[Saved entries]
=== Begin Enclosure ===

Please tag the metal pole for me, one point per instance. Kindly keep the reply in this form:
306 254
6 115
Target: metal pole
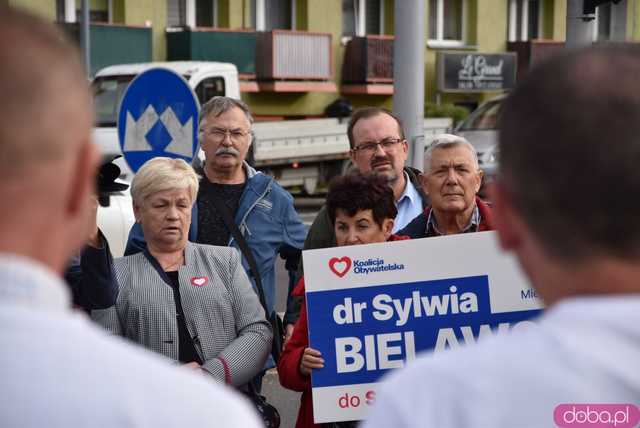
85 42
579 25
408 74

=== End Enclosure ===
=== Begin Enclosure ===

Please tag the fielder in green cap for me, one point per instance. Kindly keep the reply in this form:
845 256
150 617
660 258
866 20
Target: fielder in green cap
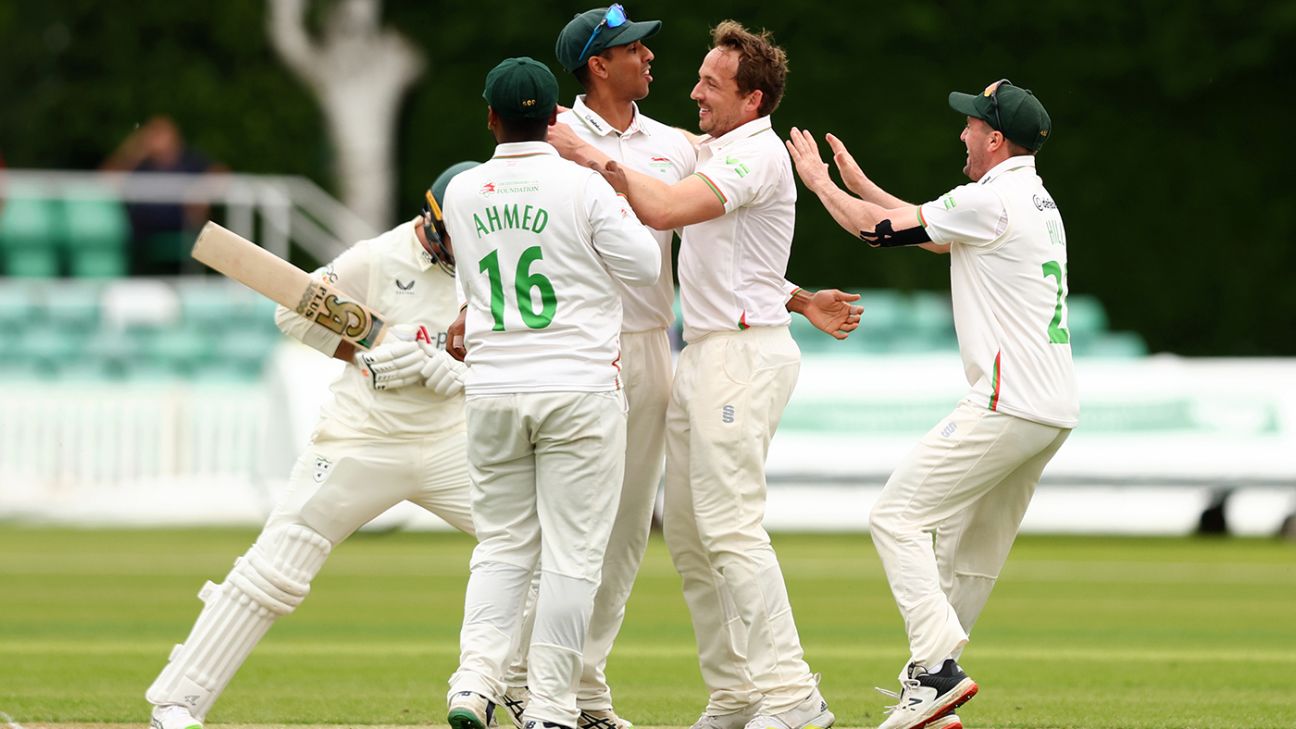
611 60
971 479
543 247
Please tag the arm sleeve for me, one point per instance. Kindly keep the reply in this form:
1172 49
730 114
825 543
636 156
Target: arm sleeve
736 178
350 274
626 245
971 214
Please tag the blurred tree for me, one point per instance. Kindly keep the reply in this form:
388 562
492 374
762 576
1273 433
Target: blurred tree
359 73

=== End Enclosure ===
=== Begin Enclosure ===

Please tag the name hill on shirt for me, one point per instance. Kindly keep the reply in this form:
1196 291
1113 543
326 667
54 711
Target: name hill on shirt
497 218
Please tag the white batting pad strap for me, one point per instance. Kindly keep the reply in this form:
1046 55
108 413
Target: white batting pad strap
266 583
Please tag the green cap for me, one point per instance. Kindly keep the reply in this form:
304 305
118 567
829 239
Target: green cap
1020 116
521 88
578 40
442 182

=== End Enclosure ===

Assignment - Find every line above that contains the word "reply", and return each one.

Result for this exercise -
Please tag the metal pole for me, one point per instance. Kindly keep the reply in this form:
Please tag the fielder in green cap for me, one point per instance. Kindly keep the reply in this form:
Please tag the arm sleeve for me, one point per instance. Kindly keep the reply in this form:
Please tag the blurred tree for me, one point per instance. Kindly keep the reply in this form:
Please tag the name hill on shirt for me, one point per instance. Kindly keep the reply in this form:
Please tag the white batting pad strap for me, one point per instance. Kindly keep the reply in this form:
Please tag the green cap for me, one point per instance. Kindly keep the reply in this form:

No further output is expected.